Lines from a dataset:
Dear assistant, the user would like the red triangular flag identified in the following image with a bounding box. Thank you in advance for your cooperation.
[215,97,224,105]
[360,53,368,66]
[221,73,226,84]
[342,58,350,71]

PROBLEM: Turn the lines above into a numbered list and leave out any blank lines.

ANSWER:
1. Dear assistant, the user would like the red triangular flag identified in the following image with a bounding box. Thank you in advance for your cooperation.
2. [215,97,224,105]
3. [360,53,368,66]
4. [221,73,226,84]
5. [342,58,350,71]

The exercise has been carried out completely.